Find the sum of all prime factors of a number (1 is not considered a prime number).
For example:
- 6 = 2 * 3, so the output is 2 + 3 = 5
- 8 = 2 * 2 * 2, so the output is 2 + 2 + 2 = 6
Sample Inputs/Outputs
| Sample Input(s) | Sample Output(s) |
|---|---|
| One positive integer per line, with x < 2000000000, until EOF. | The corresponding sum of prime factors. |
| 19 32 | 19 10 |
Thought Process
Using a For loop to determine how many prime numbers there are in the input integers (only need to check up to the square root of the input data), and it is recommended to use cin for optimization. According to the test data, 1 is not considered a prime number, so if the input data is a prime number, simply output that prime number.
Sample Code-ZeroJudge A740: Sum of Prime Factors
#include <iostream>
#include <math.h>
using namespace std;
int main() {
cin.sync_with_stdio(0);
cin.tie(nullptr);
int num;
while (cin >> num)
{
int ans = 0, OG = num;
for (int i = 2; i <= (sqrt(OG))+1; i++)
{
if (num % i == 0)
{
while (num % i == 0 && num > 1)
{
ans += i;
num /= i;
}
}
}
if (num != 1) ans += num;
cout << ans << endl;
}
}
//ZeroJudge A740
//Dr. SeanXD

GIVEN EXERCISE: Reproduce everything in the prime factor sum page above from "Sample Code-ZeroJudge A740: Sum" down to "(num % i == 0)", with no changes.

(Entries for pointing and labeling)
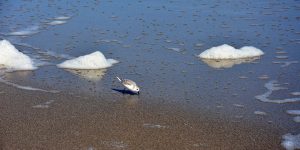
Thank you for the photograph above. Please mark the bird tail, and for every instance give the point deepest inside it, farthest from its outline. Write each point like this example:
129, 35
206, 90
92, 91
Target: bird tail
119, 79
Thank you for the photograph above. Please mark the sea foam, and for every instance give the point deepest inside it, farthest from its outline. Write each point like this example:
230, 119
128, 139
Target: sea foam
95, 60
228, 52
57, 22
27, 31
13, 59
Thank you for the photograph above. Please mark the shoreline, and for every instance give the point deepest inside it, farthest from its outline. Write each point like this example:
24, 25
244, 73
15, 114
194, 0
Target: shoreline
68, 123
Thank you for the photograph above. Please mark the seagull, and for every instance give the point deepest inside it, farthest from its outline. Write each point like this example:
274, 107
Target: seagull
130, 85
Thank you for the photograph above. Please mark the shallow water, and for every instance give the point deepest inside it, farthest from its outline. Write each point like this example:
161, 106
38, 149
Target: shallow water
156, 43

FINISHED TASK:
Sample Code-ZeroJudge A740: Sum of Prime Factors
#include <iostream>
#include <math.h>
using namespace std;
int main() {
cin.sync_with_stdio(0);
cin.tie(nullptr);
int num;
while (cin >> num)
{
int ans = 0, OG = num;
for (int i = 2; i <= (sqrt(OG))+1; i++)
{
if (num % i == 0)